◆ Consigna 1
Nombra los títulos que, según el fragmento sobre Waldo, componían su segunda colección de poemas.
◆ Consigna 2
Transcribe del fragmento sobre Waldo el pasaje que va desde "Supongo que las" hasta "las calles desiertas.", ambos incluidos.

Creo que Waldo fue, aparte de la familia y mi pareja de entonces, la primera persona que se interesó por mi trabajo y me apoyó con generosidad absoluta. Yo había publicado un bisoño libro de poemas en 1971 y él acababa de sacar a la luz otro que, en realidad, más que un poemario era una compilación compuesta de tres: Palabra derramada, Toba, clavel y… viento, Grito de Estopa. Se trataba de su segunda colección de poemas. No recuerdo bien cómo ni por qué o por quién intercambiamos publicaciones y llegamos a conocernos. Waldo facilitó que pudiera realizar en la Caja de Ahorros de Zamora una exposición de pinturas también incipientes que tenían mucho de poesía visual, ya que resultaban correlativas a mis composiciones poéticas.

Supongo que las razones para que surgiera una amistad casi inmediata tenían que ver, más allá del amor por la poesía, con afinidades de las que no éramos del todo conscientes: por ejemplo, la “zamoraneidad” que compartíamos o una cierta impronta libertaria que podíamos, si no atisbar, intuir en cada uno de nosotros. Luego, estaba también “el aire bohemio” de nuestras respectivas figuras, que encajaba más con el de los personajes valleinclanescos de Luces de Bohemia que con la apariencia habitual de los escritores del último tercio del siglo pasado. Y es que Waldo lucía un aspecto de poeta decimonónico, de dandy de otro siglo, de bohemio que -a lo Emilio Carrere- recorriera de noche, envuelto en su capa, los recónditos rincones de las calles desiertas.

El de Waldo era otro frío, pues él encarnaba al libertario luchando en soledad, con la única posibilidad y amenaza de traicionarse a sí mismo. Lo que no es poco riesgo

Pero no era Waldo un ácrata que perteneciera a las tinieblas de la gran urbe y persiguiera sus secretos, sino un revolucionario de ciudad pequeña que no había olvidado su procedencia rural. Y que se erguía contra las sombras de la libertad perdida en la guerra civil. No formaba parte, a buen seguro, de los grupos de disidentes clandestinos que conspiraban contra el régimen de manera organizada, pero ya casi funcionarial o resignada y, en general, bien conocida por la policía franquista. Waldo no ocultaba apenas su disidencia. No integraba esos comandos o cédulas de individuos propensos y casi especializados -con el tiempo- en traicionar a sus propios compañeros. La historia sombría de Beltenebros. El frío de la clandestinidad. La paranoia de sentirse eternamente perseguidos. El de Waldo era otro frío, pues él encarnaba al libertario luchando en soledad, con la única posibilidad y amenaza de traicionarse a sí mismo. Lo que no es poco riesgo. Aunque tampoco era cosa que tuviera cabida en su universo vital:

“Nací bajo el terror de unas garras de plata/

en los campos abiertos, sin defensa;/

sombras de espadas locas frente al miedo del pueblo./

Hijo del miedo, sí, nací”.

◆ Datos proporcionados
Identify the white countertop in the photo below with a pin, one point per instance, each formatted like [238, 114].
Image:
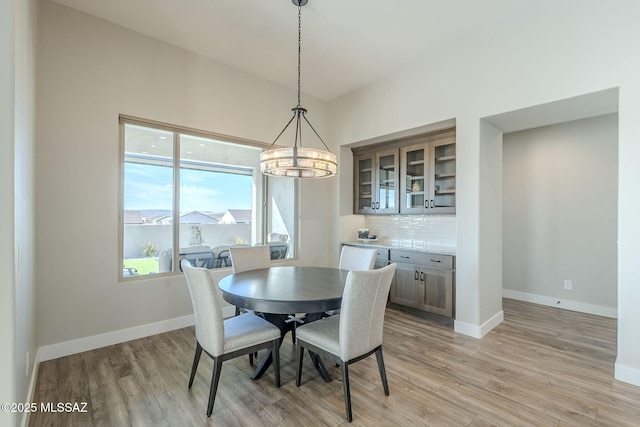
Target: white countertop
[408, 246]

◆ Respuesta escrita 1
- Palabra derramada
- Toba, clavel y… viento
- Grito de Estopa

◆ Respuesta escrita 2
Supongo que las razones para que surgiera una amistad casi inmediata tenían que ver, más allá del amor por la poesía, con afinidades de las que no éramos del todo conscientes: por ejemplo, la “zamoraneidad” que compartíamos o una cierta impronta libertaria que podíamos, si no atisbar, intuir en cada uno de nosotros. Luego, estaba también “el aire bohemio” de nuestras respectivas figuras, que encajaba más con el de los personajes valleinclanescos de Luces de Bohemia que con la apariencia habitual de los escritores del último tercio del siglo pasado. Y es que Waldo lucía un aspecto de poeta decimonónico, de dandy de otro siglo, de bohemio que -a lo Emilio Carrere- recorriera de noche, envuelto en su capa, los recónditos rincones de las calles desiertas.